[PAGE TEXT — start]

On the last day of May 1902 the signature at Pretoria of the conditions of peace brought to an end a war which had lasted for nearly three years, and had among other things destroyed a government, dissolved a society, and laid waste a country. In those last months of fighting some progress had been made with the reconstruction—at least with that not unimportant branch of it which is concerned with the machinery of government. A working administration had been put together, new ordinances in the form of proclamations had been issued, departments had been created and the chief appointments made, the gold industry was beginning to set its house in order, refugees were returning, and already political theories were being mooted and future parties foreshadowed. But it is from the conclusion of peace that the work of resettlement may fairly be taken to commence. Before that date the restrictions of war limited all civil activity; not till the shackles were removed and the civil power left in sole possession does a fair field appear either for approval or criticism.

[PAGE TEXT — finish]

* THE PROBLEM *
Answer from the passage on the 1902 peace:
(a) When and where were the conditions of peace signed?
(b) How long had the war lasted?
(c) From what point does the passage say the work of resettlement may fairly be taken to commence?

[THE DATA — start]

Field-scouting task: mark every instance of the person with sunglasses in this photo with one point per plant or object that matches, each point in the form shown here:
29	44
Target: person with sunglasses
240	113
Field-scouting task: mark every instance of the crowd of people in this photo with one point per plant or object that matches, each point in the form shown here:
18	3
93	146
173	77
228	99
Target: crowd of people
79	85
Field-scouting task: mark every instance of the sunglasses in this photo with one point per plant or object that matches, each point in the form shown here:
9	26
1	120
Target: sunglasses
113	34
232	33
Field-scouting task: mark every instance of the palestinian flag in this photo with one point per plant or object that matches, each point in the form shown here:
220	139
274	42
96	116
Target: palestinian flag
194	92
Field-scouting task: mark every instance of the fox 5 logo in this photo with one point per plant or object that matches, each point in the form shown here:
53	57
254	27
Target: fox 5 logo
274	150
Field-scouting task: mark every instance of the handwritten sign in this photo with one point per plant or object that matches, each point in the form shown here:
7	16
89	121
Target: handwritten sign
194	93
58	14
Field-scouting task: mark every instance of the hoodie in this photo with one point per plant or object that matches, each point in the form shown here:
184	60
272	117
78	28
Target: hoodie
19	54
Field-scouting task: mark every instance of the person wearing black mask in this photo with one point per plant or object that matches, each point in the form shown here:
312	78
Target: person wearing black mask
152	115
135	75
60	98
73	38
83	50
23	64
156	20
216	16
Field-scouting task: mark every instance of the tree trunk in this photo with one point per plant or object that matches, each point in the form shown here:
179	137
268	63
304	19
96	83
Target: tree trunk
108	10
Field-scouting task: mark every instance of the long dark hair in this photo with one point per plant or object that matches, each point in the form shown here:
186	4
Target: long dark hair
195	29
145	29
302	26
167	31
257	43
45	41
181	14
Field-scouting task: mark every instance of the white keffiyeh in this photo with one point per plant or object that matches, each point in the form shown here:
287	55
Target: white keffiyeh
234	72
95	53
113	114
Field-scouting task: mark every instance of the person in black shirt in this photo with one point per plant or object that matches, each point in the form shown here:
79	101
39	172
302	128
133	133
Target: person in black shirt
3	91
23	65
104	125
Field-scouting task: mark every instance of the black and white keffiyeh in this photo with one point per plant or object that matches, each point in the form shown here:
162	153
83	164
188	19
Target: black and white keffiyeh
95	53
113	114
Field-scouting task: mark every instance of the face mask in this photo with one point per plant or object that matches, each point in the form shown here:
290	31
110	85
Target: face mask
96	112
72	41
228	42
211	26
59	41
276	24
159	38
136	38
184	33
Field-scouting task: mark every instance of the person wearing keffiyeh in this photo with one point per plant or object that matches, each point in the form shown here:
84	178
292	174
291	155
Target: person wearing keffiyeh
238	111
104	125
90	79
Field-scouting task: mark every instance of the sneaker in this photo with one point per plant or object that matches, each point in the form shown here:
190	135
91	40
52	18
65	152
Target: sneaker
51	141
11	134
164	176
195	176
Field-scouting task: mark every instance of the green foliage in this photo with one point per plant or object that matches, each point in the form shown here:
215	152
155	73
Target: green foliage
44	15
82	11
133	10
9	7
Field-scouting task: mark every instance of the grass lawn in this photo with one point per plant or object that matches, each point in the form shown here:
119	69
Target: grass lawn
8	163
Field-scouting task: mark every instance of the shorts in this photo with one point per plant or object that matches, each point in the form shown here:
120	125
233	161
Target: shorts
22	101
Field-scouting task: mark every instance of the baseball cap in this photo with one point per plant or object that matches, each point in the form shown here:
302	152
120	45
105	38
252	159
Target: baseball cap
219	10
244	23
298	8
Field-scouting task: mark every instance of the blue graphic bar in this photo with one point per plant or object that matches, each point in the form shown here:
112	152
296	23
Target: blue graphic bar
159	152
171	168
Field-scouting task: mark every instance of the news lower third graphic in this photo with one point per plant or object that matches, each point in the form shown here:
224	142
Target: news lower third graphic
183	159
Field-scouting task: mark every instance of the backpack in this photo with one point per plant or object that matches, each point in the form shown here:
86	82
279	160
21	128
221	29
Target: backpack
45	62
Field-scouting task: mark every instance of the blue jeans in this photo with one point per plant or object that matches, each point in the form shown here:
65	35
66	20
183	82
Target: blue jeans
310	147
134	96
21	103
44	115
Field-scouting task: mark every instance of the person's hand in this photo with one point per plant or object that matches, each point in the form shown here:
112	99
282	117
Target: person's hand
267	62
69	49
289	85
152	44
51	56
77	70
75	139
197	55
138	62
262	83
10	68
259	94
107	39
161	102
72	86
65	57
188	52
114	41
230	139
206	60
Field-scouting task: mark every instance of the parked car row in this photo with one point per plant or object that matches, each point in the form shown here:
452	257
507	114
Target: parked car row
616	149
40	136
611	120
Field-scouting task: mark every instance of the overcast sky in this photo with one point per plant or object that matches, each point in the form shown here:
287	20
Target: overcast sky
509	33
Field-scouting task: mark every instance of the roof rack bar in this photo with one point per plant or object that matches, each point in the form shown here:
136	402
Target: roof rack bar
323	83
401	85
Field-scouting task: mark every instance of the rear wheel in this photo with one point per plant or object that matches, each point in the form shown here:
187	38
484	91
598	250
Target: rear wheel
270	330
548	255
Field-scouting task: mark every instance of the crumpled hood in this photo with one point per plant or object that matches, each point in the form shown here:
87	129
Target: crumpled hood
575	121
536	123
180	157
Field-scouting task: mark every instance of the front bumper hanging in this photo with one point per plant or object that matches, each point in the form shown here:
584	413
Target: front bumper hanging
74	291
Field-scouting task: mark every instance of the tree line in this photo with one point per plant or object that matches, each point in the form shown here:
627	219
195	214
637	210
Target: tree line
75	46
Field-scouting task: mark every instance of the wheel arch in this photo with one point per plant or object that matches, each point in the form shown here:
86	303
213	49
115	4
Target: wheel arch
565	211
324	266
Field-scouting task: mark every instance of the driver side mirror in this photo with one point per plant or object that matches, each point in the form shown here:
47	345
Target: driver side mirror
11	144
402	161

[THE DATA — finish]

* REPLY TO THE TASK *
(a) At Pretoria, on the last day of May 1902.
(b) Nearly three years.
(c) From the conclusion of peace.